- Given passage -
_____
# Duplicate in the "Deliver To" pull down for Fire



## stupidhuman (Jun 22, 2010)

When using a webrowser (PC for example) and shopping for Kindle books on the Amazon web page, The "Deliver To" pull down box has my FireHD8.9 4G listed twice (among all my other Kindles).

I called Kindle support yesterday and they were baffled.

They re-registered the Fire but didn't solve the issue.

Then they had me do a factory reset (ughh!, lost all settings, side loaded stuff etc...).

Still the problem persists.

Call me stupid (I wont mind, honest   ) but I don't think the problem is with the Fire but is with Amazon's web page. 

Before calling them back again to chase this problem "they had never seen before" I was curious if anyone here had noticed the same thing.


----------



## Ann in Arlington (Oct 27, 2008)

Yeah. . . . .mine is the same. . . . . and I think Betsy said hers was too.  Plus, if I go to MYK, it's listed there twice, once with an email address and once without.

My 8.9 has the 4G, so does Betsy's.  Does yours?  I'm wondering if it's an artifact of that service?


----------



## Betsy the Quilter (Oct 27, 2008)

Mine still is listed twice...

Betsy


----------



## stupidhuman (Jun 22, 2010)

Mine is the 4G model but I haven't setup the 4G account yet - only using the WiFi so far.

Well, so much for them never having seen this issue.

Thanks for the reply, that's good info and I'll call them and tell them where I got it.


----------



## Ann in Arlington (Oct 27, 2008)

Well, it is quite possible that you're just the first person who's reported it. . . I hadn't yet as I was waiting to see if it was a glitch that would fix itself, it doesn't really affect the utility of the thing, and I've been too busy the last couple of days to do so. 

FWIW, I use the Send to Kindle applet as well, and it is only listed _once_ there! So, yeah, I'm thinking it's something to do with Amazon's site and/or with the 4G bit. . . though why that should be I don't know!


----------



## Jesslyn (Oct 29, 2008)
_____
(Data listing)

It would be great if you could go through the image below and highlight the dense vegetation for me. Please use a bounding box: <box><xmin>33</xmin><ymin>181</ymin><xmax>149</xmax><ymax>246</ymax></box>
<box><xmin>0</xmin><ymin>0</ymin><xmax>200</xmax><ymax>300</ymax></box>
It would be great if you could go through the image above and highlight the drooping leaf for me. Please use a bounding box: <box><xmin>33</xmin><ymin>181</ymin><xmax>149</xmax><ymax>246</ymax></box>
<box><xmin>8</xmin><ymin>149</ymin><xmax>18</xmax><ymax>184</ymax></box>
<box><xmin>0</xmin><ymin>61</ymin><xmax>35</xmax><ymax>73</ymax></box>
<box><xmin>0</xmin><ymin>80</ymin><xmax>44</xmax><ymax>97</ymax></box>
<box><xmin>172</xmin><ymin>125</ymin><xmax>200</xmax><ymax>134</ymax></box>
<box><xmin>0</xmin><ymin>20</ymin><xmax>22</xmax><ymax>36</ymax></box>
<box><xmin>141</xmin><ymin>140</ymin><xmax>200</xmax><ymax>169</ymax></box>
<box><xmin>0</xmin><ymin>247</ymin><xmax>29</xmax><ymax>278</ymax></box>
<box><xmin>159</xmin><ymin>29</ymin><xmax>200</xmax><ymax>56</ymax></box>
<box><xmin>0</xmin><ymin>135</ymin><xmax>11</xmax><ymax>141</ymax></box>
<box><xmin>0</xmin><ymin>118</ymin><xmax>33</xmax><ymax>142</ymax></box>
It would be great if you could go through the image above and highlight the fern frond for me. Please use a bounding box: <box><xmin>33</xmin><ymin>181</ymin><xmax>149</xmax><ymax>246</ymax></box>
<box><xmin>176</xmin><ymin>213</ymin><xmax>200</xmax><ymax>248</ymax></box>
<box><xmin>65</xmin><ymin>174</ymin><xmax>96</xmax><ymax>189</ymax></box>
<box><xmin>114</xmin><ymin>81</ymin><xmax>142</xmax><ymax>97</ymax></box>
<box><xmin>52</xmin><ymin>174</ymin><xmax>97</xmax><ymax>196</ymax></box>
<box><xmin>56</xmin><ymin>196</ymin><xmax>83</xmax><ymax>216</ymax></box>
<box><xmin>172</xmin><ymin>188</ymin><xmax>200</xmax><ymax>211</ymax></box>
_____
- Short exercise 1 -
Rewrite the data listing, replacing "highlight" with "mark" and leaving everything else as it is.
- Short exercise 2 -
Extend the forum thread about the Fire appearing twice in Amazon's "Deliver To" menu, picking up after its last line.

- Task response 1 -
It would be great if you could go through the image below and mark the dense vegetation for me. Please use a bounding box: <box><xmin>33</xmin><ymin>181</ymin><xmax>149</xmax><ymax>246</ymax></box>
<box><xmin>0</xmin><ymin>0</ymin><xmax>200</xmax><ymax>300</ymax></box>
It would be great if you could go through the image above and mark the drooping leaf for me. Please use a bounding box: <box><xmin>33</xmin><ymin>181</ymin><xmax>149</xmax><ymax>246</ymax></box>
<box><xmin>8</xmin><ymin>149</ymin><xmax>18</xmax><ymax>184</ymax></box>
<box><xmin>0</xmin><ymin>61</ymin><xmax>35</xmax><ymax>73</ymax></box>
<box><xmin>0</xmin><ymin>80</ymin><xmax>44</xmax><ymax>97</ymax></box>
<box><xmin>172</xmin><ymin>125</ymin><xmax>200</xmax><ymax>134</ymax></box>
<box><xmin>0</xmin><ymin>20</ymin><xmax>22</xmax><ymax>36</ymax></box>
<box><xmin>141</xmin><ymin>140</ymin><xmax>200</xmax><ymax>169</ymax></box>
<box><xmin>0</xmin><ymin>247</ymin><xmax>29</xmax><ymax>278</ymax></box>
<box><xmin>159</xmin><ymin>29</ymin><xmax>200</xmax><ymax>56</ymax></box>
<box><xmin>0</xmin><ymin>135</ymin><xmax>11</xmax><ymax>141</ymax></box>
<box><xmin>0</xmin><ymin>118</ymin><xmax>33</xmax><ymax>142</ymax></box>
It would be great if you could go through the image above and mark the fern frond for me. Please use a bounding box: <box><xmin>33</xmin><ymin>181</ymin><xmax>149</xmax><ymax>246</ymax></box>
<box><xmin>176</xmin><ymin>213</ymin><xmax>200</xmax><ymax>248</ymax></box>
<box><xmin>65</xmin><ymin>174</ymin><xmax>96</xmax><ymax>189</ymax></box>
<box><xmin>114</xmin><ymin>81</ymin><xmax>142</xmax><ymax>97</ymax></box>
<box><xmin>52</xmin><ymin>174</ymin><xmax>97</xmax><ymax>196</ymax></box>
<box><xmin>56</xmin><ymin>196</ymin><xmax>83</xmax><ymax>216</ymax></box>
<box><xmin>172</xmin><ymin>188</ymin><xmax>200</xmax><ymax>211</ymax></box>

- Task response 2 -
I wonder if it's an element of the 4G as well.  I have the wifi HD and only have a single instance of the device name.


----------



## intinst (Dec 23, 2008)

Ann in Arlington said:


> Yeah. . . . .mine is the same. . . . . and I think Betsy said hers was too. Plus, if I go to MYK, it's listed there twice, once with an email address and once without.
> 
> My 8.9 has the 4G, so does Betsy's. Does yours? I'm wondering if it's an artifact of that service?


Mine is the same way, listed twice but only one with an email address. 8.9 with 4G.


----------



## Betsy the Quilter (Oct 27, 2008)

stupidhuman said:


> Mine is the 4G model but I haven't setup the 4G account yet - only using the WiFi so far.
> 
> Well, so much for them never having seen this issue.
> 
> Thanks for the reply, that's good info and I'll call them and tell them where I got it.


I haven't reported it either as it hasn't seemed an issue in using it....I was waiting for Ann to do it. 

Betsy


----------



## Thumper (Feb 26, 2009)

Count me among those with it listed twice...


----------



## Ann in Arlington (Oct 27, 2008)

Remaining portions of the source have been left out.